Reproduce every record exactly as given.
*** The data ***
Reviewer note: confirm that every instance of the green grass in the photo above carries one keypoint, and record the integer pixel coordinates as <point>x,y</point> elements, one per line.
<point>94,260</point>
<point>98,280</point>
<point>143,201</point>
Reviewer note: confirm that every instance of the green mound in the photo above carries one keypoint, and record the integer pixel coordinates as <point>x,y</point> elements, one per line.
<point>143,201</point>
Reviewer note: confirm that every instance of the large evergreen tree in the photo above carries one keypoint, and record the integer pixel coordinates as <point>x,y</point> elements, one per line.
*** End of The data ***
Result below
Reviewer note: confirm that every instance of the green grass in the photo above carries one keypoint, and record the integer pixel coordinates as <point>x,y</point> elements, one per line.
<point>94,260</point>
<point>98,280</point>
<point>143,201</point>
Reviewer note: confirm that every instance of the green mound in the photo above carries one keypoint, and record the integer pixel coordinates as <point>x,y</point> elements, one per line.
<point>143,201</point>
Reviewer note: confirm that every instance of the large evergreen tree in the photo above carries one keypoint, and record the integer pixel coordinates as <point>x,y</point> elements, one per line.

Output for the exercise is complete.